TASK INPUT:
========
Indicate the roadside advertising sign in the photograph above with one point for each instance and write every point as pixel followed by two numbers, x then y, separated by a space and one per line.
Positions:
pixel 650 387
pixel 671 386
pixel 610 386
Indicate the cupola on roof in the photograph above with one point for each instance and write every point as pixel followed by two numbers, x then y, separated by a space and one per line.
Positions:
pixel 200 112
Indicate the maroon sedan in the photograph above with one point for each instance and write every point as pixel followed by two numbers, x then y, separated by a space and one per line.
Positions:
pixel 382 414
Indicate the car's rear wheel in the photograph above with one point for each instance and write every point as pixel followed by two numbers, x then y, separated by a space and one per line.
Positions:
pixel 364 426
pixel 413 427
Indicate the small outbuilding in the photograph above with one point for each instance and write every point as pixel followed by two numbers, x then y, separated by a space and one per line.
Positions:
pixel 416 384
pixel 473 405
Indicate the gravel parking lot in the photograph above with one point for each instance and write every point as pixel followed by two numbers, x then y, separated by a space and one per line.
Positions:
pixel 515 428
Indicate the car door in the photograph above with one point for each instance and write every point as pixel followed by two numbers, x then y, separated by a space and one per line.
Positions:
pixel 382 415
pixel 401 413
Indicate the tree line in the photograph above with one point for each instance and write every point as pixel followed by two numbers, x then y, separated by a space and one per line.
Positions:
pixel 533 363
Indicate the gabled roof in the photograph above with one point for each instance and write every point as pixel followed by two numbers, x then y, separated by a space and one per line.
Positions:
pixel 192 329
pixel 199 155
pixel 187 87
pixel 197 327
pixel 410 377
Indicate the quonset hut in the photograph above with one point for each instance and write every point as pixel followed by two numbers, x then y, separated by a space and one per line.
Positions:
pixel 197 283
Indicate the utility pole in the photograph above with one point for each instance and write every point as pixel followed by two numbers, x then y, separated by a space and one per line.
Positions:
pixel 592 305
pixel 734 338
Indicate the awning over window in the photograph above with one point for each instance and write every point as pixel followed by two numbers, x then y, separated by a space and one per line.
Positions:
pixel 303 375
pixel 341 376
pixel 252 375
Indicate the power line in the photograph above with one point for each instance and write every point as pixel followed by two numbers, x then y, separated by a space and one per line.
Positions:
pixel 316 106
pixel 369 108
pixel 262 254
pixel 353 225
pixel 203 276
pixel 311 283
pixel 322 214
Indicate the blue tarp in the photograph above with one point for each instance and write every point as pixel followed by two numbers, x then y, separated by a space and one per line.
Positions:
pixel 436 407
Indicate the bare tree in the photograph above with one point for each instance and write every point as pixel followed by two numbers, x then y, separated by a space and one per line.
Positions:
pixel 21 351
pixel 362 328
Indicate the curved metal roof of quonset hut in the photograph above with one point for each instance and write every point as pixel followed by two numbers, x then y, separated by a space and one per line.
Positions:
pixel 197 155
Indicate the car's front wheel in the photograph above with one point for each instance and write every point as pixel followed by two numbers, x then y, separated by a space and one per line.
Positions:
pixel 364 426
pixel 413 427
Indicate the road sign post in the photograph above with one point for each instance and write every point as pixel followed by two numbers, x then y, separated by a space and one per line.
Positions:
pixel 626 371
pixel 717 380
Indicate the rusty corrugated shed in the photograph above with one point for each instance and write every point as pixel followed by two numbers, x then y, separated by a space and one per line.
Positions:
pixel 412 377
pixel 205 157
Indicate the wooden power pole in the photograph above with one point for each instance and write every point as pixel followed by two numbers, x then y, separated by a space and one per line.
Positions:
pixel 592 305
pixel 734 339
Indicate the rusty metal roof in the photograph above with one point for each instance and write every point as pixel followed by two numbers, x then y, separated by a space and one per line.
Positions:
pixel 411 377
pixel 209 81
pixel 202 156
========
PROMPT:
Once more, write out all the data above exactly as given.

RESPONSE AREA:
Indicate the roadside advertising sign in the photograph above with one point for each instance and write every point as pixel followed by two numbers, x then y, separated by a space and one per line.
Positions:
pixel 650 387
pixel 671 386
pixel 610 386
Indicate the cupola on roof in the photograph above with one point for each instance and write every point as pixel followed by two numbers, x then y, separated by a space and one per line.
Positions:
pixel 200 112
Indicate the maroon sedan in the photograph above with one point for each instance and write every point as pixel followed by two numbers, x then y, separated by a space and one per line.
Positions:
pixel 382 414
Indicate the car's rear wheel in the photograph above with one point for each instance and write every point as pixel followed by two numbers, x then y, separated by a space and one per line.
Positions:
pixel 364 426
pixel 413 427
Indicate the small outbuilding in the photograph above with one point for each instance and write every point as pixel followed by two numbers, x then y, separated by a space and one per line.
Positions:
pixel 416 384
pixel 473 405
Indicate the gravel parking lot in the photograph above with one point for each instance and write every point as pixel followed by two numbers, x then y, separated by a space and one per line.
Positions:
pixel 515 428
Indicate the car door in the photograph above with one point for each instance and write every point as pixel followed by two numbers, x then y, separated by a space and one per line.
Positions:
pixel 382 415
pixel 401 413
Indicate the tree line in the photograph above with one point for each instance and write every point as pixel followed by two numbers, x then y, separated by a space and one per line.
Positions:
pixel 533 363
Indicate the gabled roof in the photograph above with one point for each instance and write every point as pixel followed by two numbers, x then y, separated by a space and one per line.
Positions:
pixel 192 329
pixel 199 155
pixel 187 87
pixel 197 327
pixel 410 377
Indicate the quonset hut in the photograph above with one point for each instance and write every point as pixel followed by two numbers, x then y, separated by a space and one per line.
Positions:
pixel 197 283
Indicate the utility pole in the photograph above with one point for each instance and write every point as pixel followed by two numbers, x then y, separated by a space and one per line.
Positions:
pixel 592 305
pixel 734 338
Indicate the awning over window in the photograph above with one point for each instance and write every point as pixel followed by two numbers, x then y, separated by a space and one per line.
Positions:
pixel 303 375
pixel 341 376
pixel 252 375
Indicate the power line in the photograph above with one point for each instance and write every point as pixel followed by two numbers, x then y, separated by a space and one per line.
Positions:
pixel 316 106
pixel 369 108
pixel 262 254
pixel 353 225
pixel 203 276
pixel 311 283
pixel 322 214
Indicate the blue tarp in the photograph above with one point for each instance and write every point as pixel followed by two numbers, x then y, separated by a space and one per line.
Positions:
pixel 436 407
Indicate the bare tree in the photograph above with one point for each instance and write every point as pixel followed by two numbers, x then y, separated by a space and one per line.
Positions:
pixel 21 351
pixel 362 328
Indicate the curved metal roof of quonset hut in the photograph above with one point for each instance and write every point as pixel followed by two numbers, x then y, separated by a space and one per line.
Positions:
pixel 197 155
Indicate the car's front wheel in the photograph above with one point for each instance and write every point as pixel followed by two numbers, x then y, separated by a space and one per line.
Positions:
pixel 364 426
pixel 413 427
Indicate the road sign post in the photograph above with one point for each instance and write every point as pixel followed by two numbers, x then y, separated by a space and one per line.
Positions:
pixel 626 371
pixel 717 380
Indicate the rusty corrugated shed in the photograph above with one point for each instance and write every point as pixel followed by two numbers, x then y, separated by a space and one per line.
Positions:
pixel 412 377
pixel 205 157
Indicate the wooden power pole in the photograph above with one point for each instance and write every point as pixel followed by two numbers, x then y, separated by a space and one per line.
Positions:
pixel 592 305
pixel 734 339
Indicate the rusty metal roof in the photograph above with one point for each instance and write every point as pixel followed by two numbers, x then y, separated by a space and one per line.
Positions:
pixel 411 377
pixel 209 81
pixel 202 156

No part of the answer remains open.